==== Data entries ====

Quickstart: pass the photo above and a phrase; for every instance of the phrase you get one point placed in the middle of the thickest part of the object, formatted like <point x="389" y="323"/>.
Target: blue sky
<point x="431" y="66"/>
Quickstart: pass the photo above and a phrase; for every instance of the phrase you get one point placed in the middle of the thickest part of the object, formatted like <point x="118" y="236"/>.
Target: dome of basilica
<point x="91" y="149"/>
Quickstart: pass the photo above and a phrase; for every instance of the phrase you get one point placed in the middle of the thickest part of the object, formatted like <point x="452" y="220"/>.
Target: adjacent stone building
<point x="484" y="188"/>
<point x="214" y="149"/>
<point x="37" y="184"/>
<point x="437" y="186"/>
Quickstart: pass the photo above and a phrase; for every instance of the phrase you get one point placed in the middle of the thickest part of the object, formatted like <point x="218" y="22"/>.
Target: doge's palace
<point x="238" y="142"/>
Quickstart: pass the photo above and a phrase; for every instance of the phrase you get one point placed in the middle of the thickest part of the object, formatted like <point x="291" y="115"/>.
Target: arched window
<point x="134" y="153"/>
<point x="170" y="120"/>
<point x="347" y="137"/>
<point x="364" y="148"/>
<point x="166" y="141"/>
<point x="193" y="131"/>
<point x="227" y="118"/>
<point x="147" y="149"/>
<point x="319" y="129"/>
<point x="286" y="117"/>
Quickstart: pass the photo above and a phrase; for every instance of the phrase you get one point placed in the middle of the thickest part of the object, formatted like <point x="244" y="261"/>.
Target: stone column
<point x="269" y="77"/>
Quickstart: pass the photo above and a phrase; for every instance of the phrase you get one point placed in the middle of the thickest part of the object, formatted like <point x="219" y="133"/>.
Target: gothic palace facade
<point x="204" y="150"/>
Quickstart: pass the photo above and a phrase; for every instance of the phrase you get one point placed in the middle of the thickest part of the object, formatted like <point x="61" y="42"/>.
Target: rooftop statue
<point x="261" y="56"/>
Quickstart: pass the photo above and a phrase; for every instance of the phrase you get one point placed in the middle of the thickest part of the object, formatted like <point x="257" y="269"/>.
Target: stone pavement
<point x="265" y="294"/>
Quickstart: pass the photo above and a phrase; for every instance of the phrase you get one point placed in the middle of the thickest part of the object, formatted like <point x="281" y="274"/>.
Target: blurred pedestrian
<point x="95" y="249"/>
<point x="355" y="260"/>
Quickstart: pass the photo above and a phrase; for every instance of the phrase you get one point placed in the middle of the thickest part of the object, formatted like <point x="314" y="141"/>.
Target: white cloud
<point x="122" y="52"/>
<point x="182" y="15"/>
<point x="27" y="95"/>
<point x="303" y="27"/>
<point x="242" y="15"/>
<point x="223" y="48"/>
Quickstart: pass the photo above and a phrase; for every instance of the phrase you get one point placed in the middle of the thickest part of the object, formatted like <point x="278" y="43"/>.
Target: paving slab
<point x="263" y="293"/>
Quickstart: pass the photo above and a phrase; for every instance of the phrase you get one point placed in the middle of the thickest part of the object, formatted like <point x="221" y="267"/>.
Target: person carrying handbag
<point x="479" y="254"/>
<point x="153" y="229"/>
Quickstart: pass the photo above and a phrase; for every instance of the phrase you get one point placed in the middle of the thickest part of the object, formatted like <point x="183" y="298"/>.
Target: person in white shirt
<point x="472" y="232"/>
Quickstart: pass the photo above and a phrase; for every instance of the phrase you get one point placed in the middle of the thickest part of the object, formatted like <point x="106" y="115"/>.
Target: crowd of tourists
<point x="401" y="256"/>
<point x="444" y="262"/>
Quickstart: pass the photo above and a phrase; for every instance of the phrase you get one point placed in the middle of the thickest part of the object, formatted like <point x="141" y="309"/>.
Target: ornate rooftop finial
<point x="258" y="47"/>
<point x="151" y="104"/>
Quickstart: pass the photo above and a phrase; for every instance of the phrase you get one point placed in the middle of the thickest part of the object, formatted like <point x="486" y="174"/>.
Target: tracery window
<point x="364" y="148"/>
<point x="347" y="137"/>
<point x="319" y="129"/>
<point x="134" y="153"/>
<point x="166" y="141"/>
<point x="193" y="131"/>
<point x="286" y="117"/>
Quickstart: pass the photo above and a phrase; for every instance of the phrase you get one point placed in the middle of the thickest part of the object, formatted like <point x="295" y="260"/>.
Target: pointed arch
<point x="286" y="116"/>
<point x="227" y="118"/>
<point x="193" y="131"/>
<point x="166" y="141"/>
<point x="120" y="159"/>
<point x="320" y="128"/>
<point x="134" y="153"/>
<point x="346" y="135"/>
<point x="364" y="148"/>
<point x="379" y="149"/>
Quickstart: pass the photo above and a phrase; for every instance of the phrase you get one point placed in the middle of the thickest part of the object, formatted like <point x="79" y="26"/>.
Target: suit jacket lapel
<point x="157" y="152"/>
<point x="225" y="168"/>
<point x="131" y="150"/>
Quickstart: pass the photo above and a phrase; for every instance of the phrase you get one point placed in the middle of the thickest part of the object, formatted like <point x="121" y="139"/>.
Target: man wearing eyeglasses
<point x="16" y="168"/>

====

- Problem requirements -
Repeat the entries exactly, all of them.

- Reply to the task -
Quickstart: pass the photo above and a phrase; for every instance of the phrase you get one point placed in the middle of the thickest part of the object, formatted like <point x="389" y="323"/>.
Target: blue sky
<point x="431" y="66"/>
Quickstart: pass the photo above and a phrase; for every instance of the phrase you get one point placed in the middle of the thickest part of the object, formatted like <point x="118" y="236"/>.
Target: dome of basilica
<point x="91" y="149"/>
Quickstart: pass the photo above and a phrase; for every instance of the phrase you get one point placed in the middle of the thickest part of the object, formatted like <point x="452" y="220"/>.
Target: adjacent stone building
<point x="484" y="188"/>
<point x="214" y="149"/>
<point x="37" y="184"/>
<point x="437" y="186"/>
Quickstart: pass the photo above and a phrase; for every instance of the phrase you get one point placed in the middle of the thickest part of the object, formatted like <point x="218" y="22"/>.
Target: doge's palace
<point x="238" y="142"/>
Quickstart: pass the photo above and a phrase; for every instance of the phrase you get one point placed in the middle of the thickest part of the object, formatted like <point x="291" y="115"/>.
Target: arched window
<point x="134" y="153"/>
<point x="170" y="120"/>
<point x="347" y="137"/>
<point x="364" y="148"/>
<point x="166" y="141"/>
<point x="193" y="131"/>
<point x="227" y="118"/>
<point x="147" y="149"/>
<point x="319" y="129"/>
<point x="286" y="117"/>
Quickstart: pass the photo above and a phrase; for every instance of the phrase you get one point placed in the middle of the thickest part of the object, formatted like <point x="244" y="261"/>.
Target: stone column
<point x="269" y="77"/>
Quickstart: pass the photo above and a phrase; for every instance of the phrase you get one point placed in the middle of the thickest part of the object, formatted like <point x="219" y="133"/>.
Target: gothic palace facade
<point x="204" y="150"/>
Quickstart: pass the photo above and a phrase; for every instance of the phrase you get one point placed in the middle of the thickest part of the object, formatted like <point x="61" y="42"/>.
Target: rooftop statue
<point x="261" y="56"/>
Quickstart: pass the photo above and a phrase; for every instance of the phrase you get one point placed in the middle of the thickest part of the object, formatted like <point x="257" y="269"/>.
Target: stone pavement
<point x="265" y="294"/>
Quickstart: pass the photo above and a phrase; for every instance of the phrase you get one point placed in the middle of the thickest part of the object, formatted like <point x="281" y="274"/>.
Target: blurred pedestrian
<point x="95" y="249"/>
<point x="355" y="260"/>
Quickstart: pass the photo above and a phrase; for every instance of the phrase you get one point placed in the middle of the thickest part of the object, formatted like <point x="314" y="141"/>.
Target: white cloud
<point x="122" y="52"/>
<point x="182" y="15"/>
<point x="27" y="95"/>
<point x="303" y="27"/>
<point x="242" y="15"/>
<point x="223" y="48"/>
Quickstart: pass the photo above and a phrase; for every instance of the phrase you get one point placed in the middle of the thickest part of the object, formatted like <point x="278" y="43"/>.
Target: paving slab
<point x="263" y="293"/>
Quickstart: pass the photo above and a phrase; for every instance of the phrase you get one point placed in the middle of the thickest part of the object, formatted like <point x="221" y="267"/>.
Target: person carrying handbag
<point x="479" y="254"/>
<point x="153" y="229"/>
Quickstart: pass the photo above and a phrase; for every instance of the phrase you get one point placed in the middle of the thickest part of the object, formatted like <point x="183" y="298"/>.
Target: person in white shirt
<point x="472" y="232"/>
Quickstart: pass the photo above and a phrase; for every instance of the phrase you get one point placed in the middle of the thickest part of the object, formatted like <point x="106" y="115"/>.
Target: crowd of tourists
<point x="401" y="256"/>
<point x="444" y="262"/>
Quickstart: pass the photo above and a phrase; for every instance of the phrase you get one point placed in the middle of the thickest part of the object, formatted like <point x="141" y="309"/>.
Target: ornate rooftop finial
<point x="258" y="47"/>
<point x="151" y="104"/>
Quickstart: pass the photo above and a phrase; for every instance of the phrase you get one point placed in the middle of the thickest part of the object, formatted like <point x="486" y="174"/>.
Target: tracery window
<point x="364" y="148"/>
<point x="347" y="137"/>
<point x="319" y="129"/>
<point x="134" y="153"/>
<point x="166" y="141"/>
<point x="193" y="131"/>
<point x="286" y="117"/>
Quickstart: pass the photo above and a phrase; for every instance of the phrase you get one point placed in the middle of the thickest part of the object, formatted like <point x="295" y="260"/>.
Target: pointed arch
<point x="286" y="116"/>
<point x="227" y="118"/>
<point x="193" y="131"/>
<point x="166" y="141"/>
<point x="120" y="159"/>
<point x="320" y="128"/>
<point x="134" y="153"/>
<point x="346" y="135"/>
<point x="364" y="148"/>
<point x="379" y="149"/>
Quickstart: pass the photo above and a phrase; for every instance of the phrase you get one point placed in the middle of the thickest part of the object, formatted like <point x="79" y="26"/>.
Target: suit jacket lapel
<point x="157" y="152"/>
<point x="225" y="168"/>
<point x="131" y="150"/>
Quickstart: pass the photo above and a phrase; for every instance of the phrase you get one point placed in the middle of the thickest part of the object, formatted like <point x="121" y="139"/>.
Target: man wearing eyeglasses
<point x="16" y="168"/>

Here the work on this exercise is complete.